AIM>
Please copy the data below, starting with the line that contains "Target: neckline" and going on through the end of the data, with the requests included. Shift every coordinate in the answers by adding 130 to it.

Rows from a pointing dataset
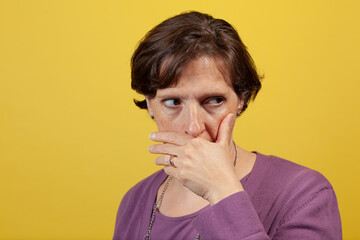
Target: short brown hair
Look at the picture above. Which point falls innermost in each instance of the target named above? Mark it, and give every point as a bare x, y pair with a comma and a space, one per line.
165, 50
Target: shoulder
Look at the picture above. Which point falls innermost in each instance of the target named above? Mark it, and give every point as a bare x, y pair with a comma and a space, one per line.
279, 174
135, 205
143, 189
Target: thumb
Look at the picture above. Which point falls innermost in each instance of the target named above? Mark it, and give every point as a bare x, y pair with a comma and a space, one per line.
226, 127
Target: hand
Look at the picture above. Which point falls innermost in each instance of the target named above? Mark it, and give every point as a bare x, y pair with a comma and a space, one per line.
204, 167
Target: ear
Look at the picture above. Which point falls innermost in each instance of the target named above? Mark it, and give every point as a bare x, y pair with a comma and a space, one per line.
148, 104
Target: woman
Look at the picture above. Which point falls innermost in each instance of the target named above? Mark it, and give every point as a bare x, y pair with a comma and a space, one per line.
197, 77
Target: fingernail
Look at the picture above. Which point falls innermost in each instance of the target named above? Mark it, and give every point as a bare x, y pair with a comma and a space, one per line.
152, 136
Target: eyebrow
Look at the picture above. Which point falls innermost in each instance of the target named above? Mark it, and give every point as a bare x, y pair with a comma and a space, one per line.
201, 96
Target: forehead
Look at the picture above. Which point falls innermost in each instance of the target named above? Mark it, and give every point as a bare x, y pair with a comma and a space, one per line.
203, 74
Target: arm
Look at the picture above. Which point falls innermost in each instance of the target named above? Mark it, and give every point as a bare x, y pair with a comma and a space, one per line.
235, 218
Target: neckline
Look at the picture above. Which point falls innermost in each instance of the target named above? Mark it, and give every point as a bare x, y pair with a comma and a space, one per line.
163, 176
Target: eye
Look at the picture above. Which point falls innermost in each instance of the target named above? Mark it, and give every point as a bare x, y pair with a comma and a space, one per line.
171, 102
215, 101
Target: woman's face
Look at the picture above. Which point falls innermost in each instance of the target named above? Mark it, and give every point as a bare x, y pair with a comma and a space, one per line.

SOLUTION FOR THIS EXERCISE>
Target: neckline
Look at the picture above. Which point falls innermost in each instance of the target named above? Mark it, and give every point as a bare x, y pair with a comma and a space, one per line.
293, 306
Target: eye
Look at the picture above. Which point falls innermost in each instance of the target named above? Mark it, and give every point as a bare x, y pair with a comma and a space, one per line.
301, 232
345, 231
Target: woman's face
Look at the picture above. Which point falls innermost in each instance of the target named above? Mark it, and give every point as a bare x, y pair with a comma and a space, one per line.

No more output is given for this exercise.